*Work to complete*: Rewrite every line of the records below as a numbered list, omitting any blank lines and leaving the pictures out of the answer.

*Raw records*:
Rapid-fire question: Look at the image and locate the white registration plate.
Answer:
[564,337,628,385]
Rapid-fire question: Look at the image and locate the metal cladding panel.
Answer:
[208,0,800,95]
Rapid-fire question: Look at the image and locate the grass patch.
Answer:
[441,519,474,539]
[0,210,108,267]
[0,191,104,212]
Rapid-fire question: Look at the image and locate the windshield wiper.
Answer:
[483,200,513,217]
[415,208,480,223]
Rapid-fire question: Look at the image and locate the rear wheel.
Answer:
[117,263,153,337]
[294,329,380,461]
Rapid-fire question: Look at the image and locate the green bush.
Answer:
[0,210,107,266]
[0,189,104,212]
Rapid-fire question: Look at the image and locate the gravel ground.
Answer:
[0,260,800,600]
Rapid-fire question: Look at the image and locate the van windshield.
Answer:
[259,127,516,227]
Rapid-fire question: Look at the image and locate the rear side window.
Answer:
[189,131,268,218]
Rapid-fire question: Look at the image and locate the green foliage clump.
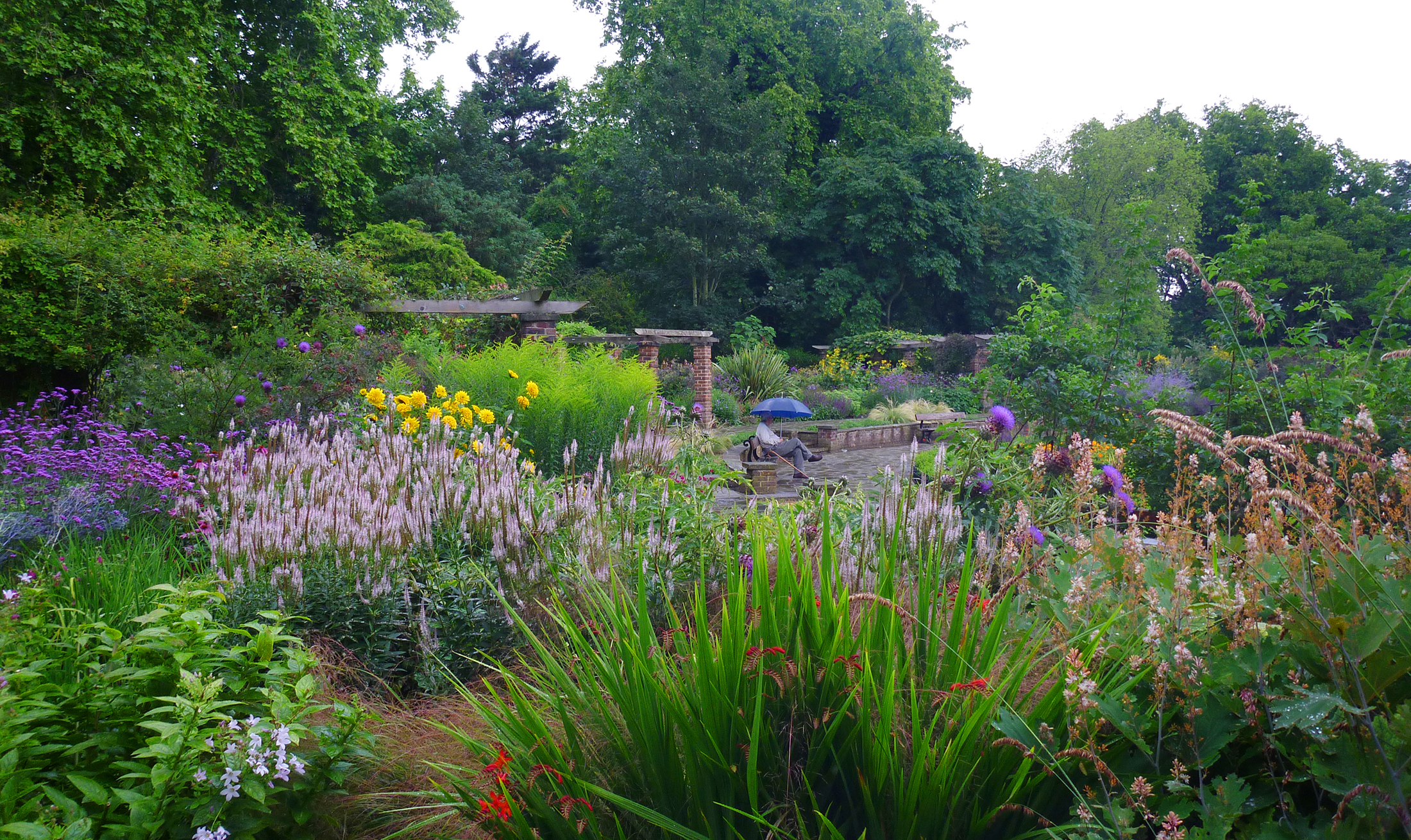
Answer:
[412,514,1063,839]
[435,340,657,473]
[339,220,508,298]
[715,342,798,402]
[0,573,369,840]
[0,212,393,373]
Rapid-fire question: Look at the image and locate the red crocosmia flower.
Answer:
[477,793,512,820]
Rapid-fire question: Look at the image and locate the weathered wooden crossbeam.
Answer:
[360,299,588,319]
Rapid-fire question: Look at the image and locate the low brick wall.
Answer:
[798,424,922,452]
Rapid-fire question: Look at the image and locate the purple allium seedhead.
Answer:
[989,405,1015,435]
[1102,464,1123,492]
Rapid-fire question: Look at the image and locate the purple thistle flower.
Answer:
[1112,490,1137,514]
[1102,464,1122,492]
[989,405,1015,435]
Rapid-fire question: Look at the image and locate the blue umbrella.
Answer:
[749,397,813,416]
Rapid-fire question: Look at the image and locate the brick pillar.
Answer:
[691,342,715,428]
[520,315,559,344]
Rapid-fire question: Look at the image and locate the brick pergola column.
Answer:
[691,342,715,429]
[520,315,559,344]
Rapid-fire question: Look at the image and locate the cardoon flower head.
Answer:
[989,405,1015,435]
[1112,490,1137,514]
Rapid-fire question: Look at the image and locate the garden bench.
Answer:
[916,411,989,441]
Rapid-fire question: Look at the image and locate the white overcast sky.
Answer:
[388,0,1411,165]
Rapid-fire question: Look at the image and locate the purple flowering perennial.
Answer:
[0,388,210,545]
[989,405,1015,435]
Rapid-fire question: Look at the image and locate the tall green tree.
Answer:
[806,130,982,335]
[0,0,457,231]
[466,33,569,183]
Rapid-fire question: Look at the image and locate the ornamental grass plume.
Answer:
[174,415,467,597]
[613,397,676,473]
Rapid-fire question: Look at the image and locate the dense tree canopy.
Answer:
[0,0,1411,375]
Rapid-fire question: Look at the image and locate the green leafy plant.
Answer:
[0,572,368,840]
[392,505,1058,837]
[715,342,798,402]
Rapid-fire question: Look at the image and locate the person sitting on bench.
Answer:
[755,414,823,476]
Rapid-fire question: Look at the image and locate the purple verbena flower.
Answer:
[1102,464,1123,492]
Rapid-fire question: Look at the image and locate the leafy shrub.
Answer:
[711,388,745,426]
[931,333,979,376]
[99,319,409,443]
[0,576,368,840]
[412,514,1061,839]
[0,213,393,371]
[715,343,797,404]
[440,342,657,473]
[339,219,509,298]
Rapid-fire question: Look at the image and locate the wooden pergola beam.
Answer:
[359,299,588,321]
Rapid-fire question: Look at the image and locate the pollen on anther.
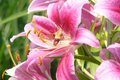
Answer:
[26,30,31,38]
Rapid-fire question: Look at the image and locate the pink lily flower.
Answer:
[6,50,53,80]
[28,0,66,13]
[94,0,120,25]
[11,0,100,80]
[95,43,120,80]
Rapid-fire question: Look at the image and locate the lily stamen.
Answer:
[38,56,42,65]
[26,30,31,38]
[32,19,37,34]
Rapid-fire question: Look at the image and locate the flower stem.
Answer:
[7,44,16,66]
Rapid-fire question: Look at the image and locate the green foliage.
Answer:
[0,0,30,80]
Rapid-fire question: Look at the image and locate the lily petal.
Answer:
[10,32,26,42]
[56,49,79,80]
[47,3,60,25]
[33,15,57,33]
[28,0,58,13]
[94,0,120,25]
[95,60,120,80]
[71,28,100,48]
[107,43,120,62]
[6,62,32,80]
[24,23,50,48]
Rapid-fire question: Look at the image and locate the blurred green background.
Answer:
[0,0,101,80]
[0,0,32,80]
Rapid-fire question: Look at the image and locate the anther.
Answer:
[53,39,60,46]
[15,51,21,63]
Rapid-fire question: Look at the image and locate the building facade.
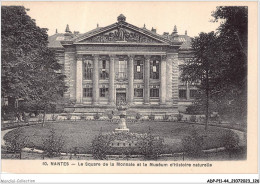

*Response*:
1. Rapid-fire question: Look at the image and locate the white registration plate.
2. Answer:
3. [564,337,628,385]
4. Rapid-fire question: Look at the image and locate the metal cladding panel.
5. Answer:
6. [208,0,800,95]
7. Rapid-fire question: Look at the image and locate the grass patch.
8. Answer:
9. [441,519,474,539]
10. [0,210,108,267]
11. [0,191,104,212]
12. Rapid-fire question: Look at the image and locate the windshield wiper.
13. Answer:
14. [483,200,513,217]
15. [415,208,480,223]
16. Rapid-fire question: Look at the image and locate the rear wheel.
17. Answer:
18. [117,263,153,337]
19. [294,329,380,461]
20. Rapid-fire question: Look at the image and locate the green bush.
21. Answer:
22. [0,210,107,266]
23. [0,189,104,212]
24. Rapid-fire question: Look at the image and locate the gravel ground.
25. Answer:
26. [0,260,800,600]
27. Rapid-fire question: Look at the image and locate the van windshield.
28. Answer:
29. [259,127,516,227]
30. Rapid-fire question: Look at the image and locate the rear side window.
31. Answer:
32. [189,131,268,218]
33. Rapid-fire question: Look at the image and locate the green foliage clump.
34. Answer:
35. [412,514,1063,839]
36. [435,340,657,473]
37. [339,220,508,298]
38. [715,342,798,402]
39. [0,573,369,840]
40. [0,212,393,373]
41. Rapid-fire question: Look at the image and locate the red crocosmia flower.
42. Answer:
43. [477,793,512,820]
44. Rapid-fire question: Look at the image and locate the weathered wooden crossbeam.
45. Answer:
46. [360,299,588,319]
47. Rapid-fire question: Look at the image and locate the low brick wall.
48. Answer:
49. [798,424,922,452]
50. Rapid-fire question: Look at the image and locate the purple allium seedhead.
51. Answer:
52. [989,405,1015,435]
53. [1102,464,1123,492]
54. Rapid-fire question: Look at the image and locate the purple thistle flower.
55. Answer:
56. [1112,490,1137,514]
57. [1102,464,1122,492]
58. [989,405,1015,435]
59. Rapid-fire question: Look at the image and locate the blue umbrella.
60. Answer:
61. [749,397,813,416]
62. Rapid-fire question: Look at the image and locate the brick pillar.
63. Answer:
64. [691,342,715,428]
65. [520,315,559,344]
66. Rapid-fire question: Look at the image and locate the brick pergola column.
67. Answer:
68. [691,342,715,429]
69. [520,315,559,344]
70. Rapid-fire question: Look at the image and locate the cardoon flower head.
71. Answer:
72. [989,405,1015,435]
73. [1112,490,1137,514]
74. Rapid-fire question: Look at the image and locate the garden bench.
75. Answer:
76. [916,411,989,441]
77. Rapid-fire question: Look at the image and locate the white overcast sky.
78. Answer:
79. [388,0,1411,165]
80. Rapid-fire question: Look at the image and locate the purple flowering perennial.
81. Answer:
82. [0,388,210,545]
83. [989,405,1015,435]
84. Rapid-fire question: Look at the image and locate the tall green tree.
85. Answer:
86. [806,130,982,335]
87. [0,0,457,231]
88. [466,33,569,183]
89. Rapid-fire question: Look at the image and locate the ornamental grass plume.
90. Answer:
91. [174,415,467,597]
92. [613,397,676,473]
93. Rapid-fire question: Look at the image and locate the dense tree canopy.
94. Answer:
95. [0,0,1411,375]
96. Rapid-fire question: Look at the image and locate the green leafy plant.
97. Answer:
98. [0,572,368,840]
99. [392,505,1058,837]
100. [715,342,798,402]
101. Rapid-fire question: Look at the image and locate the person sitting on bench.
102. Answer:
103. [755,414,823,476]
104. Rapid-fire question: Look at the image and locate the purple verbena flower.
105. Answer:
106. [1102,464,1123,492]
107. Rapid-fire question: Look at the image and locate the leafy shrub.
108. Answer:
109. [711,388,745,426]
110. [931,333,979,376]
111. [99,319,409,443]
112. [0,576,368,840]
113. [412,514,1061,839]
114. [0,213,393,371]
115. [715,343,797,404]
116. [440,342,657,473]
117. [339,219,509,298]
118. Rapid-fire question: Look at the image and locate the wooden pergola beam.
119. Answer:
120. [359,299,588,321]
121. Rapid-fire question: Look at the image and locate the pollen on anther.
122. Answer:
123. [26,30,31,38]
124. Rapid-fire question: Look at the image and locate the pink lily flower.
125. Answer:
126. [6,50,53,80]
127. [28,0,66,13]
128. [94,0,120,25]
129. [11,0,100,80]
130. [95,43,120,80]
131. Rapid-fire question: Look at the image and locate the lily stamen.
132. Answer:
133. [38,56,42,65]
134. [26,30,31,38]
135. [32,19,37,34]
136. Rapid-fire question: Look at the image and locate the flower stem.
137. Answer:
138. [7,44,16,66]
139. Rapid-fire question: Look at the image and locate the green foliage.
140. Answer:
141. [0,0,30,80]
142. Rapid-fire question: Look at the image and locate the lily petal.
143. Answer:
144. [10,32,26,42]
145. [56,49,79,80]
146. [47,3,60,25]
147. [33,15,57,33]
148. [28,0,58,13]
149. [94,0,120,25]
150. [95,60,120,80]
151. [71,28,100,48]
152. [107,43,120,62]
153. [6,62,32,80]
154. [24,23,50,48]
155. Rapid-fire question: Look at the image and locate the blurred green background.
156. Answer:
157. [0,0,101,80]
158. [0,0,32,80]
159. Rapid-fire question: Look at the image and locate the anther.
160. Answer:
161. [53,39,60,46]
162. [15,51,21,63]
163. Rapid-fire question: Look at the image and locate the building facade.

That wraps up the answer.